===== The records =====

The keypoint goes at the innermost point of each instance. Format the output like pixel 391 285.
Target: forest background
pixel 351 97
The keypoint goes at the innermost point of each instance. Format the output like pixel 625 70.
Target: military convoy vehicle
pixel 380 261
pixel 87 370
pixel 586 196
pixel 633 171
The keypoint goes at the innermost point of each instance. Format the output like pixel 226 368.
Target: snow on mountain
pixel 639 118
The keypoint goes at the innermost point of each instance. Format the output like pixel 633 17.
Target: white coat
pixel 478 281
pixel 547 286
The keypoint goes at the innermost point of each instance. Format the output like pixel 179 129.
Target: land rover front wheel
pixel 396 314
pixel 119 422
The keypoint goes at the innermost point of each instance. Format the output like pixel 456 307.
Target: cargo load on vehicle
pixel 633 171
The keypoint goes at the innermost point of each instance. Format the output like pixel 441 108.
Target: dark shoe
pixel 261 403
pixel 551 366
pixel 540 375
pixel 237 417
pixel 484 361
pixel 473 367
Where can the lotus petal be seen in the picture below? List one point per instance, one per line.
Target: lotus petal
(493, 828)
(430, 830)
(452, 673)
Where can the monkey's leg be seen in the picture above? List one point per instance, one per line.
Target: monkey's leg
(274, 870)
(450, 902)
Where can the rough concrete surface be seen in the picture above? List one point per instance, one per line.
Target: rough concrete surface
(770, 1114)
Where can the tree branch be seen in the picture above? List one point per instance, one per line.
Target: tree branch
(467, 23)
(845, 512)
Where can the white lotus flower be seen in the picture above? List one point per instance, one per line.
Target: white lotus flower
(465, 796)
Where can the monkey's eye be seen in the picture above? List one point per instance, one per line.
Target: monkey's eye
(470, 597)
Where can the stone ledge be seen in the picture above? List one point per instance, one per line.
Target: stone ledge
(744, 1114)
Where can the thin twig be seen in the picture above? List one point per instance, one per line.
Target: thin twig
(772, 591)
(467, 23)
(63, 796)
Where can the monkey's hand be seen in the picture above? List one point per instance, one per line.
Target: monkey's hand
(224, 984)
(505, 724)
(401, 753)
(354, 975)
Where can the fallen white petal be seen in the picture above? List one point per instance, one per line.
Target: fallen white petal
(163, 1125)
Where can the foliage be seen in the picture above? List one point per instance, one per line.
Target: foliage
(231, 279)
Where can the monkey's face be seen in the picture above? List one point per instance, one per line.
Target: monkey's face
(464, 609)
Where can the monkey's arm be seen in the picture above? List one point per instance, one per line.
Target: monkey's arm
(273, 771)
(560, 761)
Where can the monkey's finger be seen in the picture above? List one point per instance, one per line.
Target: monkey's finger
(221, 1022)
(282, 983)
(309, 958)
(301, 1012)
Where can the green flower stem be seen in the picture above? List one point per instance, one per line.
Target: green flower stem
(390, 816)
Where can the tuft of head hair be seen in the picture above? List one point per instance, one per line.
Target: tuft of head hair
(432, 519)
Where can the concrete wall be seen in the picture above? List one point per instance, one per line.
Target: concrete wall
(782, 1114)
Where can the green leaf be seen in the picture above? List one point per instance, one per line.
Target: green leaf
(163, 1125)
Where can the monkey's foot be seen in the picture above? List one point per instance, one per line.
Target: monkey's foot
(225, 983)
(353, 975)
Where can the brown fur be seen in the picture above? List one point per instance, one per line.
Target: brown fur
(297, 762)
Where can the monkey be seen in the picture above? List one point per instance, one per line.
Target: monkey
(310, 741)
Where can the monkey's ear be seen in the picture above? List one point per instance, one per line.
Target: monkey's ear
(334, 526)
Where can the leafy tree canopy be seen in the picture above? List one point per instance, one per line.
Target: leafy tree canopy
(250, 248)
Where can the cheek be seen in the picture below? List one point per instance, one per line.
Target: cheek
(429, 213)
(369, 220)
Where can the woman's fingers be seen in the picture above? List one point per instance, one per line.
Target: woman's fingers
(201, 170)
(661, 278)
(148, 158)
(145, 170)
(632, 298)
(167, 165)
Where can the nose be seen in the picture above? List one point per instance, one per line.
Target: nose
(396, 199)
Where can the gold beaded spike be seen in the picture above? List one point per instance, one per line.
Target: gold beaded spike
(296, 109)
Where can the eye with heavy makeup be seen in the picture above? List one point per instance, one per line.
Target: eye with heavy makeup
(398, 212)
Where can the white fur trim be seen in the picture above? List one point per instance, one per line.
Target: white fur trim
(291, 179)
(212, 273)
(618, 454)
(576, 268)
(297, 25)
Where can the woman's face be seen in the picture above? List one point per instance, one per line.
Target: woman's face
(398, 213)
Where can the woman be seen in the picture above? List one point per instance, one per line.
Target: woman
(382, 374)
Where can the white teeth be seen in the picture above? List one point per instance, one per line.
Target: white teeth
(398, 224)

=====

Give the lines exactly as they stand, from the line with "Where can the gold" through the end of the material.

=== Solution for this task ===
Where can the gold beaded spike be seen in the picture above? List one point per instance, one per line.
Target: gold beaded spike
(296, 109)
Where can the eye with heavy makeup be seen in the picture above? List one point per instance, one per line.
Target: eye with heavy makeup
(398, 212)
Where can the white fur trim be seen in the picture above? List one point per instance, one per line.
Target: white fur trim
(291, 179)
(212, 273)
(618, 454)
(576, 268)
(297, 25)
Where can the woman's face be seen in the picture above? List one point per instance, one per line.
Target: woman's face
(398, 213)
Where can the woman be seen in the picture above? List one point per instance, one per line.
Target: woman
(382, 374)
Where can the white teeth be seen in the picture above? List one point per instance, one per line.
Target: white teeth
(398, 224)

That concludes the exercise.